==== KUTIPAN SUMBER

Agar setiap orang mengetahuinya, memerintahkan pengundangan Peraturan
Daerah ini dengan penempatannya dalam Lembaran Daerah Provinsi Bali.
Ditetapkan di Denpasar
pada tanggal 15 Maret 2012
|
GUBERNUR
BALI,
MADE MANGKU PASTIKA
Diundangkan di Denpasar
pada tanggal 15 Maret 2012
SEKRETARIS DAERAH PROVINSI BALI
I MADE JENDRA
|
LEMBARAN DAERAH PROVINSI BALI TAHUN 2012 NOMOR 2
PENJELASAN
PERATURAN DAERAH PROVINSI BALI
NOMOR 2 TAHUN 2012
TENTANG
KEPARIWISATAAN BUDAYA BALI
I.
UMUM
Pulau Bali adalah pulau yang terbatas akan sumber
daya alam, namun kaya akan sumber daya budaya. Kebudayaan Bali sebagai bagian
dari Kebudayaan Nasional yang merupakan perwujudan cipta, rasa dan karsa bangsa
Indonesia dan merupakan keseluruhan daya upaya manusia untuk mengembangkan
harkat dan martabat sebagai manusia diarahkan untuk memberi wawasan dan makna
pada pembangunan nasional dalam segenanp kehidupan bangsa.
Kebudayaan Daerah Bali yang dijiwai oleh Agama
Hindu dalam eksistensinya menunjukkan ciri yang unik, kaya akan variasi serta
memiliki akar dan perjalanan sejarah yang amat panjang pada hakekatnya amat
potensial bagi peningkatan kepariwisataan di Daerah Bali. Kebudayaan dimaksud
mencakup satu lingkup yang luas meliputi tiga wujud (ideal, perilaku dan
material) serta tujuh unsur pokok (sistem peralatan dan teknologi, sistem mata
pencaharian, sistem kemasyarakatan, bahasa, kesenian, sistem pengetahuan, dan
sistem religi).
Dalam pada itu perkembangan dunia kepariwisataan
di Daerah Bali sampai saat ini telah mencapai suatu titik yang penting,
terutama bagi perkembangannya dimasa mendatang. Hal ini ditandai oleh
peningkatan jumlah wisatawan yang cukup tajam pada beberapa tahun terakhir,
yang diakui sebagai akibat adanya deregulasi dan debirokratisasi khususnya di
sub sektor pariwisata. Kecenderungan demikian ini diharapkan akan tetap berlaku
dimasa-masa mendatang baik akibat faktor internal maupun eksternal yang
positif. Disamping itu untuk Daerah Bali ada beberapa hal yang penting
menyebabkan perlunya pemikiran cara pengaturan yang lebih hati-hati dan
berwawasan jangka panjang terhadap perkembangan pariwisata tersebut. Hal-hal
dimaksud ialah:
1)

========

TUGAS DIKERJAKAN:
Tolong lanjutkan teks tentang kepariwisataan budaya Bali dari bagian terakhir yang tertulis. Baris-baris berikut tidak ada hubungannya dengan teks tentang kepariwisataan budaya Bali.

==== DATA HASIL EKSTRAKSI

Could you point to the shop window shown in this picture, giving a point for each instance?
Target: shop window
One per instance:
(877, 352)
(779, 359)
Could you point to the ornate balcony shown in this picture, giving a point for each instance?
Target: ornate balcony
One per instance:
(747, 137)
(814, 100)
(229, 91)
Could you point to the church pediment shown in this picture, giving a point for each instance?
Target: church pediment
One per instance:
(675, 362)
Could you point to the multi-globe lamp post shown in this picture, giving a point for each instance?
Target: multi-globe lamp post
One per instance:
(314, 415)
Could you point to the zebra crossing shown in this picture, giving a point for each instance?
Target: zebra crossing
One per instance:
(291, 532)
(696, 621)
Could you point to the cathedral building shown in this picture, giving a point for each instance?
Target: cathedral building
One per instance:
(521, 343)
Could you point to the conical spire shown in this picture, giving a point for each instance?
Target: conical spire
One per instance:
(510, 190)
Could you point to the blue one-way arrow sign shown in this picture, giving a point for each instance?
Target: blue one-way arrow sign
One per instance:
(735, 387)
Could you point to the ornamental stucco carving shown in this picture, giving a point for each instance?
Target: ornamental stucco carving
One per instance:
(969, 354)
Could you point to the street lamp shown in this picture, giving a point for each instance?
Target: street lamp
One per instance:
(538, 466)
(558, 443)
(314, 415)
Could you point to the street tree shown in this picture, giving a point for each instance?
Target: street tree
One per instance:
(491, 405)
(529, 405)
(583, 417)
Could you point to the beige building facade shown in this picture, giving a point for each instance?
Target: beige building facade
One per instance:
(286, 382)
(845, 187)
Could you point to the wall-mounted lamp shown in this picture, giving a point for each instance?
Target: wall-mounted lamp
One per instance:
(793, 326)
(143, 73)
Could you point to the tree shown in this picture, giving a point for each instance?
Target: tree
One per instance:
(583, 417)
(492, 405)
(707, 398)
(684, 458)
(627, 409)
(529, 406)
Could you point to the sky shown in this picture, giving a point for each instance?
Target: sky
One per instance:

========

HASIL TUGAS:
Undang-undang Nomor 10 Tahun
2009 tentang Kepariwisataan (Lembaran Negara Republik Indonesia Tahun 2009
Nomor 11; Tambahan Lembaran Negara Republik Indonesia Nomor 4966; dan
2)
Peraturan Daerah Provinsi
Daerah Tingkat I Bali Nomor 16 Tahun 2009 tentang Rencana Tata Ruang Wilayah
Provinsi Bali Tahun 2009-2029. (Lembaran
Daerah Provinsi Bali Tahun 2009 Nomor 16, Tambahan Lembaran Daerah Provinsi
Bali Nomor 15).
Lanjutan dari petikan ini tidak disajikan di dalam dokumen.